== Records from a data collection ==
-.-.-

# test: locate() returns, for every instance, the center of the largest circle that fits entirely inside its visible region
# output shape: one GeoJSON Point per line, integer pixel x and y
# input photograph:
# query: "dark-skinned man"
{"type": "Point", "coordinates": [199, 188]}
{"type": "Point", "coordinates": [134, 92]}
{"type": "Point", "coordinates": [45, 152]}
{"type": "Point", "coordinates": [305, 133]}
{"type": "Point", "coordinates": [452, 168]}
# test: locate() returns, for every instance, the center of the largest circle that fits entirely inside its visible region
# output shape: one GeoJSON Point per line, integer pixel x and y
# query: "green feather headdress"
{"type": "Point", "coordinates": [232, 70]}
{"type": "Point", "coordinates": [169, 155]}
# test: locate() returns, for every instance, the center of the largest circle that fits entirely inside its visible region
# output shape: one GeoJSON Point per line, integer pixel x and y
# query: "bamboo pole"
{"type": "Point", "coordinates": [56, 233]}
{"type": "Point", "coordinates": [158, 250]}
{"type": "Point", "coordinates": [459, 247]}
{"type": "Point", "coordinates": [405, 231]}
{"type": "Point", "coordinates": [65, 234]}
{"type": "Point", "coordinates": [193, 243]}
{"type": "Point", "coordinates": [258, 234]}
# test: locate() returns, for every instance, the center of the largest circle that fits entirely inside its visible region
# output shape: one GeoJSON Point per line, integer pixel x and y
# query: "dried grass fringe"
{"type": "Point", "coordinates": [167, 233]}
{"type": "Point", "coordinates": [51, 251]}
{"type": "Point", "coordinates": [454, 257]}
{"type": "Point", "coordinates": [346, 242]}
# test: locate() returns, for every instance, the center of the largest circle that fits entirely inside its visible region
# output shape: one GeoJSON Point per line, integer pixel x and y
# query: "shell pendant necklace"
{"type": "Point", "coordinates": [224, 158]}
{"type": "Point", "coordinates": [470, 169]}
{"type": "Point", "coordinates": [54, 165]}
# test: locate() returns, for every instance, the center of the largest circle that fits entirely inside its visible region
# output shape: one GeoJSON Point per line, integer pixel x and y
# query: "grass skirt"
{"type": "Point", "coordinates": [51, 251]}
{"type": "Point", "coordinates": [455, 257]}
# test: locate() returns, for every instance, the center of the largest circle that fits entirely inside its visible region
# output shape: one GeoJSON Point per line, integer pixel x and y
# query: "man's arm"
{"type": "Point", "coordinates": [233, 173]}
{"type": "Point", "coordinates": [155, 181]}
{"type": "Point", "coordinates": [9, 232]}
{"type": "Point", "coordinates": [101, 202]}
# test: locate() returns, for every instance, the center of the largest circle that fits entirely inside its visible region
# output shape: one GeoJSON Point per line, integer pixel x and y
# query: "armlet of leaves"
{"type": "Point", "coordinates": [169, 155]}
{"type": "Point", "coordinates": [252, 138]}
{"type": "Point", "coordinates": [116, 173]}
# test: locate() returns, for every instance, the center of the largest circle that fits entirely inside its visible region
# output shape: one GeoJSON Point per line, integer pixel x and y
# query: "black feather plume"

-.-.-

Each line above is to be copied exactly as written.

# test: locate() returns, for every instance, the center of the largest circle that fits entirely inside its visible region
# output shape: one GeoJSON Point per line, integer pixel x and y
# input photograph:
# query: "dark-skinned man"
{"type": "Point", "coordinates": [199, 188]}
{"type": "Point", "coordinates": [134, 92]}
{"type": "Point", "coordinates": [45, 152]}
{"type": "Point", "coordinates": [305, 133]}
{"type": "Point", "coordinates": [452, 168]}
# test: locate() returns, for every instance, the center of the largest circle that fits entirely inside its visible region
# output shape: one GeoJSON Point per line, integer pixel x and y
# query: "green feather headdress"
{"type": "Point", "coordinates": [232, 70]}
{"type": "Point", "coordinates": [169, 155]}
# test: locate() returns, for every instance, the center of the largest circle that fits entirely inside its visible region
# output shape: one GeoJSON Point per line, integer pixel x and y
# query: "bamboo pole"
{"type": "Point", "coordinates": [56, 233]}
{"type": "Point", "coordinates": [158, 250]}
{"type": "Point", "coordinates": [459, 247]}
{"type": "Point", "coordinates": [405, 231]}
{"type": "Point", "coordinates": [65, 234]}
{"type": "Point", "coordinates": [193, 243]}
{"type": "Point", "coordinates": [258, 234]}
# test: locate() returns, for every instance, the center of the largest circle that fits entirely inside its visible region
# output shape: one GeoJSON Point per line, integer pixel x and y
# query: "dried grass fringe"
{"type": "Point", "coordinates": [167, 233]}
{"type": "Point", "coordinates": [51, 251]}
{"type": "Point", "coordinates": [454, 257]}
{"type": "Point", "coordinates": [346, 242]}
# test: locate() returns, for every instance, the center of the largest circle that fits entirely inside its visible region
# output shape: one GeoJSON Point per line, integer pixel x and y
# query: "shell pendant necklace"
{"type": "Point", "coordinates": [224, 158]}
{"type": "Point", "coordinates": [470, 169]}
{"type": "Point", "coordinates": [54, 165]}
# test: locate() returns, for every instance, the center of the largest circle that fits entirely inside its visible region
# output shape: one GeoJSON Point per line, integer pixel x and y
# query: "grass skirt"
{"type": "Point", "coordinates": [51, 251]}
{"type": "Point", "coordinates": [455, 257]}
# test: locate() returns, for every instance, the center of the largest circle that fits entirely inside its visible region
# output shape: one GeoJSON Point per line, integer pixel x and y
# query: "man's arm"
{"type": "Point", "coordinates": [233, 173]}
{"type": "Point", "coordinates": [155, 181]}
{"type": "Point", "coordinates": [9, 232]}
{"type": "Point", "coordinates": [101, 202]}
# test: locate() returns, for every instance, the center of the largest circle that fits entirely inside its visible region
# output shape: one GeoJSON Point per line, integer pixel x and y
# query: "armlet of leaves"
{"type": "Point", "coordinates": [169, 155]}
{"type": "Point", "coordinates": [252, 138]}
{"type": "Point", "coordinates": [116, 173]}
# test: locate() returns, for every instance, the center of the largest circle that fits entirely inside its visible region
# output shape: one GeoJSON Point per line, integer pixel x and y
# query: "black feather plume"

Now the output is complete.